* START *

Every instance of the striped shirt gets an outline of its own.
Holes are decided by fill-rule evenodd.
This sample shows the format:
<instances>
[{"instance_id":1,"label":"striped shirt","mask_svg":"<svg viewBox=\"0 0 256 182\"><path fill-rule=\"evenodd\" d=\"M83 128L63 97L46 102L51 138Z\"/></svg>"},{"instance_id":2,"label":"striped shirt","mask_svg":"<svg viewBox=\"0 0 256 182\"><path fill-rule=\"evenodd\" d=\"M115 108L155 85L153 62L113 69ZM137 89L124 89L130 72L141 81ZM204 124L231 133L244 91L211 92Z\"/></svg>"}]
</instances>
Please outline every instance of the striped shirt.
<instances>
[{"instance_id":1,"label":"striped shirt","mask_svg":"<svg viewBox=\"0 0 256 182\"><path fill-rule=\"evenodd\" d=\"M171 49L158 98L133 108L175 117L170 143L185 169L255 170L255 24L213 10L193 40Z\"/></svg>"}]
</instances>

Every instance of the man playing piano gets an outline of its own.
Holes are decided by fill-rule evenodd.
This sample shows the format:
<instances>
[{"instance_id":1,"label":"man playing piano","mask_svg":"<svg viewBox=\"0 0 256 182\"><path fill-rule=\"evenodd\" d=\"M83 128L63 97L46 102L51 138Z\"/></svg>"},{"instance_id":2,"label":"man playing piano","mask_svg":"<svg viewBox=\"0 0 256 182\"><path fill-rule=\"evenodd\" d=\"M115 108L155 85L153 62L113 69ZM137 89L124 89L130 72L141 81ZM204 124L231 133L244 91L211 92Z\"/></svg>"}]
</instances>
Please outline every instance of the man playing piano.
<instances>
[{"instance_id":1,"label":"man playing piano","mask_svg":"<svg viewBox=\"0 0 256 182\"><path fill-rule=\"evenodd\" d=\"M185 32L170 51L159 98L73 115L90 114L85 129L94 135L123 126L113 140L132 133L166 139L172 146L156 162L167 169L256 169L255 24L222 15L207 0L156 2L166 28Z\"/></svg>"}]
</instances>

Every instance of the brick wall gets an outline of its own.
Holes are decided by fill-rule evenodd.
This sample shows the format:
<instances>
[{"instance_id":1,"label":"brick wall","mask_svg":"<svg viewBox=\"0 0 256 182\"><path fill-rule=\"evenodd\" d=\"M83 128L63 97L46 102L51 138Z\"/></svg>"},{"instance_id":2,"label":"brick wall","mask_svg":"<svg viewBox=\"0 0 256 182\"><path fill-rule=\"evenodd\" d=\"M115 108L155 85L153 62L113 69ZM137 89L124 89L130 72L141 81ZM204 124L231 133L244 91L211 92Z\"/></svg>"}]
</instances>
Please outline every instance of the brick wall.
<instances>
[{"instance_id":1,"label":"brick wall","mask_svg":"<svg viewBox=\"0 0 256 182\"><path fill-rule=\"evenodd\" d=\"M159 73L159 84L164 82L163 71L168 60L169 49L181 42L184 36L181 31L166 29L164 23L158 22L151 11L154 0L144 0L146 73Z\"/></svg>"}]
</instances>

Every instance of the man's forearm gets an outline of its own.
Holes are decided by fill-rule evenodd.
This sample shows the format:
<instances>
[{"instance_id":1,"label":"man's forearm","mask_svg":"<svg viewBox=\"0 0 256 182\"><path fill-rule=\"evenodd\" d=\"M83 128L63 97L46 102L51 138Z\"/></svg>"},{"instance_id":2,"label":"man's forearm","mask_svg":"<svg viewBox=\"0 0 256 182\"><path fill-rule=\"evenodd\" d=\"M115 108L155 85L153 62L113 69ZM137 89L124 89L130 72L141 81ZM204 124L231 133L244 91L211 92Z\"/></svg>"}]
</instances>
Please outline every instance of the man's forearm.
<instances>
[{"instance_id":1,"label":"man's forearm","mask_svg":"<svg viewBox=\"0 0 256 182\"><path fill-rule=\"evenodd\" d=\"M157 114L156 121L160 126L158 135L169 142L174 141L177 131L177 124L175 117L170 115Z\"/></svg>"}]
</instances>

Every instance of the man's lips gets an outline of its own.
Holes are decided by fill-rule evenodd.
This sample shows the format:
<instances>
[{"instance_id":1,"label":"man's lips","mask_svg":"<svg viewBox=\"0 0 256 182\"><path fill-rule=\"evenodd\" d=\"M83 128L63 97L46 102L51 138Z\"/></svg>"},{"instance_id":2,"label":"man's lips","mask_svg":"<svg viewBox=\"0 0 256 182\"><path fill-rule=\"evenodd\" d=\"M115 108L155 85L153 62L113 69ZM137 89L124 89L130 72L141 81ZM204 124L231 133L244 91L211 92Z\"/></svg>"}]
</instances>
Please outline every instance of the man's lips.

* END *

• EXERCISE REQUIREMENTS: Copy out every line of the records that contains the word "Please", matching case exactly.

• WRITTEN SOLUTION:
Please outline every instance of the striped shirt.
Please outline every instance of the man playing piano.
Please outline every instance of the brick wall.
Please outline every instance of the man's forearm.
Please outline every instance of the man's lips.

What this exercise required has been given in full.